**EXTRACTED INFORMATION:**
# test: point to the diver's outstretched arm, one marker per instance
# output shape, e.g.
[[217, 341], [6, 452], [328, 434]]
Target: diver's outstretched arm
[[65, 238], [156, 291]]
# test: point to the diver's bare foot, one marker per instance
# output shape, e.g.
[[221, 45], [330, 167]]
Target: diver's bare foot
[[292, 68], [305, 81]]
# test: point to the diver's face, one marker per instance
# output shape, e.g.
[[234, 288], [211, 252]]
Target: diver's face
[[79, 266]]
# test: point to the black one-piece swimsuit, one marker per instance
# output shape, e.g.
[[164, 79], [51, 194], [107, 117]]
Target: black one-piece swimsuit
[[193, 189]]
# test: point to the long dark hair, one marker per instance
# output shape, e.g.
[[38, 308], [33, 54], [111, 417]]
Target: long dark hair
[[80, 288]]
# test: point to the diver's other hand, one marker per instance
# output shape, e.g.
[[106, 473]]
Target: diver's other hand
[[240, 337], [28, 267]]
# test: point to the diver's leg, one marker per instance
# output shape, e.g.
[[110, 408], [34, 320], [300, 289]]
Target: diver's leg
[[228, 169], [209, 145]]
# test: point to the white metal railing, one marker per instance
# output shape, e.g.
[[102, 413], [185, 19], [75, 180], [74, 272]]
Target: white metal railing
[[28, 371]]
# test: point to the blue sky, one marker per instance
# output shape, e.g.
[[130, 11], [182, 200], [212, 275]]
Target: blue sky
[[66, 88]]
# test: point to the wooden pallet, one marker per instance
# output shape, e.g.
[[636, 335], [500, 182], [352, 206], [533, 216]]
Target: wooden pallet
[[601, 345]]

**PROBLEM STATEMENT:** Down to the last line, reproduce the entries above precisely.

**ANSWER AREA:**
# test: point to the diver's outstretched arm, one marker per instance
# output shape, e.g.
[[217, 341], [6, 452], [328, 434]]
Target: diver's outstretched arm
[[65, 238], [156, 291]]
# test: point to the diver's bare foot, one marker per instance
# output shape, e.g.
[[221, 45], [330, 167]]
Target: diver's bare foot
[[292, 68], [305, 81]]
# test: point to the diver's face, one marker per instance
# output shape, e.g.
[[234, 288], [211, 252]]
Target: diver's face
[[79, 266]]
# test: point to the black one-piece swimsuit, one marker per instance
# output shape, e.g.
[[164, 79], [51, 194], [107, 117]]
Target: black one-piece swimsuit
[[193, 189]]
# test: point to the long dark hair, one marker per instance
# output shape, e.g.
[[38, 308], [33, 54], [111, 417]]
Target: long dark hair
[[80, 288]]
# test: point to the diver's other hand, one marker per instance
# output shape, e.g.
[[106, 473]]
Target: diver's other hand
[[240, 337], [28, 267]]
# test: point to the diver's leg, one marker per instance
# output shape, e.g.
[[110, 408], [34, 320], [300, 289]]
Target: diver's leg
[[228, 169], [209, 145]]
# test: point to the white metal railing, one marker per instance
# output shape, e.g.
[[102, 413], [185, 19], [75, 180], [74, 272]]
Target: white metal railing
[[28, 371]]
# test: point to the blue sky, one marker per instance
# output shape, e.g.
[[130, 11], [182, 200], [212, 275]]
Target: blue sky
[[66, 88]]
# test: point to the wooden pallet, one marker per instance
# output shape, e.g.
[[636, 335], [500, 182], [352, 206], [533, 216]]
Target: wooden pallet
[[601, 345]]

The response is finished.